Exercise goal :: Pick out and copy each line in the data below that contains the word "display". Case counts.

Data section ::
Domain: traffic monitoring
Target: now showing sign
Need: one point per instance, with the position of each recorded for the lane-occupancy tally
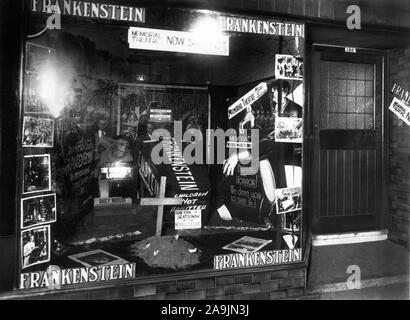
(187, 219)
(177, 41)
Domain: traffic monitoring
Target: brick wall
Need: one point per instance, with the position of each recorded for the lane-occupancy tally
(399, 152)
(263, 285)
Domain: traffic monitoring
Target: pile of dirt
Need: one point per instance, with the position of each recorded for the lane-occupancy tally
(166, 252)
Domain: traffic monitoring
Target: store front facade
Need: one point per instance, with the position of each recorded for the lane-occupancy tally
(176, 152)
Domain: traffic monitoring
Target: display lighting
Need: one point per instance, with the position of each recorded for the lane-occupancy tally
(54, 90)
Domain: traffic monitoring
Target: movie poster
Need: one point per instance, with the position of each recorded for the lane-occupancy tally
(288, 130)
(76, 171)
(38, 210)
(38, 132)
(35, 246)
(288, 199)
(288, 67)
(37, 173)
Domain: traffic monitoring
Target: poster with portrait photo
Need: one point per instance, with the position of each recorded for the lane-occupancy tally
(38, 132)
(247, 244)
(288, 67)
(288, 199)
(289, 130)
(97, 258)
(35, 246)
(37, 173)
(38, 210)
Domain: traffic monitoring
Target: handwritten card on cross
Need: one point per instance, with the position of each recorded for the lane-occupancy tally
(160, 201)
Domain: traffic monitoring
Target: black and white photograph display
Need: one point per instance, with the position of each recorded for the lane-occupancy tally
(177, 149)
(288, 130)
(288, 67)
(38, 210)
(288, 199)
(37, 173)
(35, 246)
(38, 132)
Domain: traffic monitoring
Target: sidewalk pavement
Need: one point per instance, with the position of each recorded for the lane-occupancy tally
(384, 271)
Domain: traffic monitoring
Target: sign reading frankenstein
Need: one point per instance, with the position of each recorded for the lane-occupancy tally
(89, 10)
(272, 27)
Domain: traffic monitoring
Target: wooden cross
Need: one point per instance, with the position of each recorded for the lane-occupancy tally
(160, 201)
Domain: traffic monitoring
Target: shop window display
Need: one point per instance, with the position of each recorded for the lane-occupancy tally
(98, 141)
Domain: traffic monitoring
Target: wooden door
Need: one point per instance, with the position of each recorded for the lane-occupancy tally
(347, 130)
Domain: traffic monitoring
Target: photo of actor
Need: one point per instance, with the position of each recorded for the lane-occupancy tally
(273, 156)
(280, 91)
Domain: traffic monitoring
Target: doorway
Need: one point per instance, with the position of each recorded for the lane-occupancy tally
(347, 140)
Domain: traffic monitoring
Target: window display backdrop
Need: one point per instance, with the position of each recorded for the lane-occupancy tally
(88, 169)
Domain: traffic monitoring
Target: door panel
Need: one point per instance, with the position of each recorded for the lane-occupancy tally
(347, 141)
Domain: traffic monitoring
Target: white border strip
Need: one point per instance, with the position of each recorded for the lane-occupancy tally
(346, 238)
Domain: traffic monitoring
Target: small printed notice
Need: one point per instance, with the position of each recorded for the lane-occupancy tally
(247, 244)
(187, 219)
(247, 99)
(177, 41)
(400, 110)
(288, 130)
(288, 199)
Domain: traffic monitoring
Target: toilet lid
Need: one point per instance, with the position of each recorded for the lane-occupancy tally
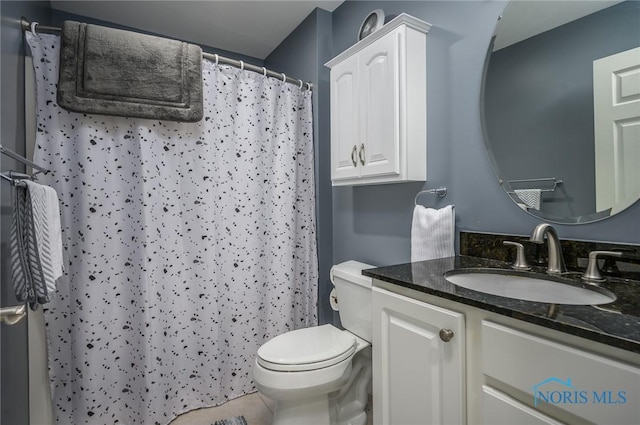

Exercise answer ::
Target: display lighting
Target: black and white photograph display
Target: shop window display
Target: window display backdrop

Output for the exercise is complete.